WORK INSTRUCTION
The listing beneath should be written out in full, exactly as shown.

== Segment start ==

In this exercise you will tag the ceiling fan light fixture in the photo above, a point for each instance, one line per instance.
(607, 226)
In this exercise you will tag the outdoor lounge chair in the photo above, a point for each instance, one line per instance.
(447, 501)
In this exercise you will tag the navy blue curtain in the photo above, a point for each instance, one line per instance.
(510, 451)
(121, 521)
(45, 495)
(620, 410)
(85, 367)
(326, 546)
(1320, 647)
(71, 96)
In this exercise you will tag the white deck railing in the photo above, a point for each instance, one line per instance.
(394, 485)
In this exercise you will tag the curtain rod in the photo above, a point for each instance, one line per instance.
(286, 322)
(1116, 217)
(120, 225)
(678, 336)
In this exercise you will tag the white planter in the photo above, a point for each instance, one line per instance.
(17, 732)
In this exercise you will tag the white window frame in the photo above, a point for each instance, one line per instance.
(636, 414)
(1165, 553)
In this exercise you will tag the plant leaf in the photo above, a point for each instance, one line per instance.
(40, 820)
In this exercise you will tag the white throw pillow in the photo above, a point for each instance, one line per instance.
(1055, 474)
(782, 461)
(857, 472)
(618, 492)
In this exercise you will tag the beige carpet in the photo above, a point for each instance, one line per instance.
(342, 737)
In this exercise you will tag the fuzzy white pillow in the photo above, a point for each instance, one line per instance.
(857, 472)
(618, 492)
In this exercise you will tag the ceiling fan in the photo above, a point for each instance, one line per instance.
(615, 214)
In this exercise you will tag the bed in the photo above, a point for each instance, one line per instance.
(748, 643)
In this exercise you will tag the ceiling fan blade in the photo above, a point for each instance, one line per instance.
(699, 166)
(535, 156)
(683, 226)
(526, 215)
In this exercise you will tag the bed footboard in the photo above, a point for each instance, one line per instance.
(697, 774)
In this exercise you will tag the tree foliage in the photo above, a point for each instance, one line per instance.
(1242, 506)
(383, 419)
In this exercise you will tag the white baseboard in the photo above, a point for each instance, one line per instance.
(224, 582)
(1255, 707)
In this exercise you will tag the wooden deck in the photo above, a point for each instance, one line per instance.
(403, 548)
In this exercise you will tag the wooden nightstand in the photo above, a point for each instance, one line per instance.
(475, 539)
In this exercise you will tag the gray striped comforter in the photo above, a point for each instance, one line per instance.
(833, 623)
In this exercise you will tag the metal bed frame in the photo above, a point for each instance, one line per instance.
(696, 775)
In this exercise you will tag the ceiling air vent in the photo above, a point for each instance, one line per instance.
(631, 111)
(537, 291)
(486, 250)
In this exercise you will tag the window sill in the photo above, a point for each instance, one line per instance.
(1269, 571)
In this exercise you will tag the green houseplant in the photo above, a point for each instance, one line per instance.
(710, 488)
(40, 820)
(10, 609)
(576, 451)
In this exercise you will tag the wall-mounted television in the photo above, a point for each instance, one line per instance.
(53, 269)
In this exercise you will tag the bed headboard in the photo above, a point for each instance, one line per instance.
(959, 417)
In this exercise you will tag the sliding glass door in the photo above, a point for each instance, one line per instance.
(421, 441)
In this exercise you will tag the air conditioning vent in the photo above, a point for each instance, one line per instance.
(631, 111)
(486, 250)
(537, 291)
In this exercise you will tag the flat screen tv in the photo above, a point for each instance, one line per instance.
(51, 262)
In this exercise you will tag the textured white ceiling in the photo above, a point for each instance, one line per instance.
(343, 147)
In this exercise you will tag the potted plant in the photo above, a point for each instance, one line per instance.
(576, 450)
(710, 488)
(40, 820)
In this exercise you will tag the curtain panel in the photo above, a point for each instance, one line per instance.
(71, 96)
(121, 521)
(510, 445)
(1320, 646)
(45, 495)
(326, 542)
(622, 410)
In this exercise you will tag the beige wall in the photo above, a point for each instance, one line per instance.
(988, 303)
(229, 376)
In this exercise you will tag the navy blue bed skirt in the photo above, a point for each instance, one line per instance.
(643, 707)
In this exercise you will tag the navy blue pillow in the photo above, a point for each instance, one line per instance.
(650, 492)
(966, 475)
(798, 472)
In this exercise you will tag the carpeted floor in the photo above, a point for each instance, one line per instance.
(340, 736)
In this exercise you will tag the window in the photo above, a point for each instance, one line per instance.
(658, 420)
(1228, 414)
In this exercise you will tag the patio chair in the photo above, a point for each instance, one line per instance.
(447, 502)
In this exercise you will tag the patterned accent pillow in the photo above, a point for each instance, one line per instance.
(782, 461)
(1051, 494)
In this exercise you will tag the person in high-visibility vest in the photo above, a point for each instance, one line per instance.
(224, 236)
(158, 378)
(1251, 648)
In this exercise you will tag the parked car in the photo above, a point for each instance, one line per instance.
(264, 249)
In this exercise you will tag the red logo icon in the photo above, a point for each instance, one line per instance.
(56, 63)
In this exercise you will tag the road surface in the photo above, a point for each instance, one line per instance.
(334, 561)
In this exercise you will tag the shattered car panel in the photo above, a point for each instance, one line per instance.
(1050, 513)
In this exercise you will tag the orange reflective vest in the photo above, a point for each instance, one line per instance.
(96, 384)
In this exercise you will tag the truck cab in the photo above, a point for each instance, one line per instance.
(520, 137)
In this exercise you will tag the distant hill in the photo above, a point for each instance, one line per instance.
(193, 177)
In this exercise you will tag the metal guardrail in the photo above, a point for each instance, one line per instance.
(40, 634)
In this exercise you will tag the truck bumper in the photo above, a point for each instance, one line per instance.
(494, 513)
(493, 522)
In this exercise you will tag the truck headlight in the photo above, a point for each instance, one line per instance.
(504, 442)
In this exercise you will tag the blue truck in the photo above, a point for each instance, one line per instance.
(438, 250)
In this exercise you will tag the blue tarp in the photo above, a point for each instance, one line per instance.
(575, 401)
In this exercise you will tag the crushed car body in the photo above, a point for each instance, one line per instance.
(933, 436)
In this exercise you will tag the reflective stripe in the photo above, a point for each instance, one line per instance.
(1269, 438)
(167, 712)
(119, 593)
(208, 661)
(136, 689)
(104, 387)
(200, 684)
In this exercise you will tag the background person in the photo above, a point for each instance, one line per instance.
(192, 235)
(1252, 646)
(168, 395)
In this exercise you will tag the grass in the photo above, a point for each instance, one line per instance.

== Segment end ==

WRITTEN REPLY
In this exercise you will tag the ceiling fan light fixture in the photo above, a point for each instance, one line per instance.
(607, 226)
In this exercise you will tag the outdoor lounge chair in the photo above, a point for each instance, one line per instance.
(447, 501)
In this exercise you will tag the navy blue curtain in the photo above, a point for each instance, one line per instance.
(510, 451)
(121, 521)
(45, 495)
(620, 410)
(85, 367)
(326, 546)
(1320, 647)
(71, 96)
In this exercise you will tag the white deck railing in the photo above, a point for each instance, one line per instance.
(394, 485)
In this exercise you will tag the curtain rod in the photo above, a point for each instance, one line per instance.
(286, 322)
(1116, 217)
(120, 225)
(678, 336)
In this exercise you will tag the white planter in the photo above, a point for each instance, one line per instance.
(17, 732)
In this exercise you will tag the white window frame in the photo above, a point for each instance, one line per instance.
(636, 414)
(1165, 553)
In this exercise you will tag the plant leaf in the photo above, a point for each instance, one line per instance.
(40, 820)
In this exercise you will tag the white throw pillow in the photo above, a point for each instance, one line per instance.
(1055, 474)
(782, 461)
(857, 472)
(618, 492)
In this exercise you will tag the beige carpet in the photo above, a point for each instance, one line per instance.
(342, 737)
In this exercise you will tag the fuzzy white pillow in the photo above, a point for each instance, one line per instance.
(857, 472)
(618, 492)
In this exercise you will tag the ceiling fan in the photo above, a point for each instance, one line per instance.
(615, 214)
In this exercise you will tag the bed in the photo above, a point for each instance, one line per instance.
(748, 643)
In this exercise you will tag the ceiling fan blade in the photo above, a point for each instance, one line per instance.
(699, 166)
(535, 156)
(683, 226)
(526, 215)
In this exercise you will tag the bed footboard in the photo above, a point for each instance, one line per instance.
(697, 774)
In this exercise you will tag the tree foliage in the photo above, a point for each instance, one line per instance.
(1242, 506)
(383, 419)
In this exercise you will tag the white baseboard in the photo above, a point for each instance, one line per instance.
(224, 582)
(1255, 707)
In this exercise you will tag the wooden deck in the photo above, a point for each instance, one line per instance.
(403, 548)
In this exercise you will tag the wooden nightstand in the photo above, a point for each instance, one line per instance.
(475, 539)
In this exercise you will tag the gray striped comforter in the photo above, a point for each instance, one line per instance.
(833, 623)
In this exercise you will tag the metal bed frame in the photo above, a point for each instance, one line per instance.
(696, 775)
In this exercise you will tag the ceiling air vent in the photo above, a point for each instance, one line per instance.
(631, 111)
(537, 291)
(486, 250)
In this exercise you will tag the window sill in the photo above, a point for each instance, one line per instance.
(1269, 571)
In this exercise you will tag the green houseplant in the photo above, a point for each instance, one line per instance.
(710, 488)
(40, 820)
(10, 609)
(576, 451)
In this exercise you will tag the wall-mounted television in the photo above, a point for each instance, one line per instance.
(53, 269)
In this exercise you will tag the bed headboard in the photo above, a point for each instance, one line per instance.
(959, 417)
In this exercise you will tag the sliding glass door in the photo above, a point for each instance, one line per instance.
(421, 441)
In this exercise you will tag the air conditioning vent in the photo above, a point for each instance, one line per instance.
(631, 111)
(486, 250)
(537, 291)
In this exercise you will tag the flat screen tv in the photo above, a point for each instance, one line per instance.
(51, 262)
In this exercise you will tag the textured white ceiling in the photo above, a point for each instance, one line per instance.
(343, 147)
In this exercise you will tag the potted plant in the photo above, a point for each instance, one line per instance.
(576, 450)
(710, 488)
(40, 820)
In this exercise you will tag the curtain panel in the photo above, a point for each instance, one line per instance.
(71, 96)
(121, 521)
(510, 445)
(1320, 646)
(45, 495)
(326, 542)
(622, 410)
In this exercise you will tag the beige wall in the photo above, a point for each instance, one line per instance.
(988, 303)
(229, 376)
In this exercise you will tag the navy blue bed skirt in the photo above, a point for each instance, one line per instance.
(643, 707)
In this exercise you will tag the navy blue pillow in the photo above, a point for each instance, one line per instance.
(650, 492)
(966, 475)
(798, 472)
In this exercise you will tag the carpeted floor in the photo above, a point for each instance, one line per instance.
(340, 736)
In this exercise you will tag the window in the photo above, a point for each instance, one line per instance.
(658, 420)
(1228, 414)
In this exercise you will tag the patio chair in the photo above, a point for each instance, one line per instance.
(447, 502)
In this exercise you will tag the patterned accent pillow in the photo above, a point for each instance, one line per instance.
(782, 461)
(1051, 494)
In this exercise you will tag the person in high-visibility vest in the photo above, a point for each instance, one line per instance.
(224, 236)
(158, 378)
(1251, 648)
In this exercise you will tag the parked car in the photo above, a point for each instance, one line per instance.
(264, 249)
In this exercise you will tag the red logo icon in the photo above, a point for each instance, one line per instance.
(56, 63)
In this exercise you will tag the road surface in the photo above, a point for each instance, one line per instance.
(334, 561)
In this exercise you will tag the shattered car panel in the photo above, a point for each instance, one line per instance.
(1050, 513)
In this exercise you will tag the orange reflective vest in the photo above, a point for each instance, one line per instance.
(96, 384)
In this exercise you will tag the truck cab in the photo above, a point for each instance, one line per instance.
(520, 137)
In this exercise you will tag the distant hill in the photo above, a point for each instance, one line per instance.
(193, 177)
In this exercise you will tag the metal guardrail in the photo above, a point for each instance, one line per instance.
(40, 634)
In this exercise you will tag the truck bumper in the photo above, a point for each instance, one line per instance.
(494, 513)
(493, 522)
In this exercise you will tag the truck headlight in the photo above, a point for each instance, one line per instance.
(504, 442)
In this exercise you will tag the blue truck in the photo above, a point for each instance, one line per instance.
(438, 250)
In this exercise you will tag the blue tarp in the photo above, a point for each instance, one line per instance.
(575, 401)
In this exercise you will tag the crushed car body in the photo above, a point for each instance, one line per instance.
(933, 436)
In this exercise you will tag the reflective stripe in the photo above, a point for each instance, one line per instance.
(1269, 438)
(167, 712)
(119, 593)
(208, 661)
(136, 689)
(104, 387)
(200, 684)
In this exercise you will tag the background person in the photo above, a point for each instance, one line per instance.
(192, 235)
(1252, 646)
(168, 395)
In this exercise you will tag the grass in the photo above, a point for each instance, one line per instance.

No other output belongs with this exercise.